▸ Task brief
After locating the line that contains "Target: stadium crowd" in the data below, set down exactly that line and each one after it through the line that contains "Target: black stripe on sleeve", and nothing more.

▸ Data shown
● ● ● ●

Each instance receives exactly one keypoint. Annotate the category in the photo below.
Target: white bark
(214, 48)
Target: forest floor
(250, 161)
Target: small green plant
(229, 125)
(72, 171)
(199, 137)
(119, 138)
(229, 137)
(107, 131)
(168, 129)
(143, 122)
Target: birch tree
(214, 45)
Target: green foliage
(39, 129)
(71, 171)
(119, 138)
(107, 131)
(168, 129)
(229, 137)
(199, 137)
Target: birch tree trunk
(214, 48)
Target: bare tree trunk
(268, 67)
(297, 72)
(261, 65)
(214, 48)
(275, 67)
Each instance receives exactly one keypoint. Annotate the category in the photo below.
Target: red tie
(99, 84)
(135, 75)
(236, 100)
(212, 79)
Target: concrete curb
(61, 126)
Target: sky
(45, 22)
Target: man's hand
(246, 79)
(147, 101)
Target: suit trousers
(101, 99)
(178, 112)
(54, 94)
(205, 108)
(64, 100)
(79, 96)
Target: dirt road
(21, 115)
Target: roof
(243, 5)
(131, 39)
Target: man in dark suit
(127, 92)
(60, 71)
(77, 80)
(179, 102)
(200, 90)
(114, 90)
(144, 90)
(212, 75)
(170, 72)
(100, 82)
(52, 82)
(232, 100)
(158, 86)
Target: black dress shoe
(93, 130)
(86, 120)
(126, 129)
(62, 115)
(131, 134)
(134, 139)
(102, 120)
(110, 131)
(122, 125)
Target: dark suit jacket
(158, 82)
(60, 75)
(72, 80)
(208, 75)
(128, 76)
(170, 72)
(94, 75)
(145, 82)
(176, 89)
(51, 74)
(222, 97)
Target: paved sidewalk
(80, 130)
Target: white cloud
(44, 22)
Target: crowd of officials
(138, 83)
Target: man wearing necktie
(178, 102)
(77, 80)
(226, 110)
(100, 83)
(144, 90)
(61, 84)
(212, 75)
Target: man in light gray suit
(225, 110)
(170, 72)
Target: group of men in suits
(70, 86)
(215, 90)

● ● ● ●

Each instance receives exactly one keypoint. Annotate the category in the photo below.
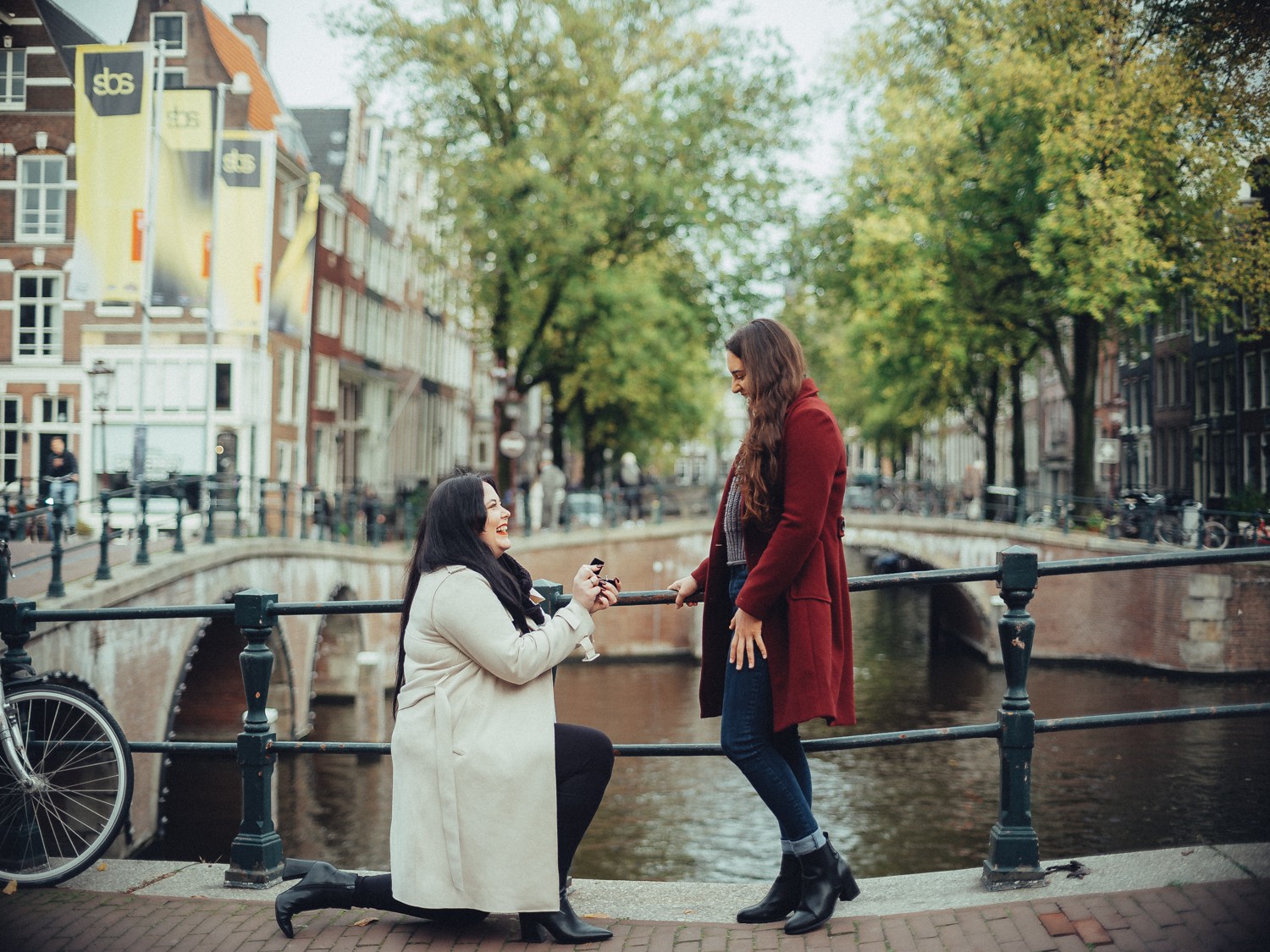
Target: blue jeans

● ● ● ●

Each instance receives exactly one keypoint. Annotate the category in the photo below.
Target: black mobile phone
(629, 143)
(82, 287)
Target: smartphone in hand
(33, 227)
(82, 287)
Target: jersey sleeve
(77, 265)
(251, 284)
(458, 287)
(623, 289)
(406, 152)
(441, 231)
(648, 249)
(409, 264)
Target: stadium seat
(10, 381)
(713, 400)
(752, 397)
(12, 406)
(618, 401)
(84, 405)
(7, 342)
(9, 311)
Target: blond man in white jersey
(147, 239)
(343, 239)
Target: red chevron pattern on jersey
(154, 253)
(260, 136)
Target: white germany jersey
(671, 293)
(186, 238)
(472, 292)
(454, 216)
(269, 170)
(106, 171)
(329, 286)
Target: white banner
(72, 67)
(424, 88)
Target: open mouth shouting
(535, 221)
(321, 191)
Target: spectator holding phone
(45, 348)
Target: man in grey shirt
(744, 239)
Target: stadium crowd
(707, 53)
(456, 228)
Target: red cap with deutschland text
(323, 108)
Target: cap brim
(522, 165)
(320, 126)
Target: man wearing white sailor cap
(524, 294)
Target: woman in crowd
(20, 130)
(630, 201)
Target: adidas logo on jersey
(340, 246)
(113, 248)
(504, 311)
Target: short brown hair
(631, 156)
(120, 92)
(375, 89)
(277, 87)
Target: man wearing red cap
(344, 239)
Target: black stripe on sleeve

● ● ● ●

▸ Exercise answer
Target: stadium crowd
(707, 53)
(456, 228)
Target: red cap with deutschland text
(323, 108)
Target: cap brim
(522, 165)
(320, 126)
Target: man wearing white sailor cap
(524, 294)
Target: woman in crowd
(20, 130)
(630, 201)
Target: adidas logo on jersey
(340, 246)
(113, 248)
(504, 311)
Target: short brown hair
(631, 156)
(120, 92)
(375, 89)
(277, 87)
Target: man wearing red cap
(344, 239)
Target: black stripe on sleeve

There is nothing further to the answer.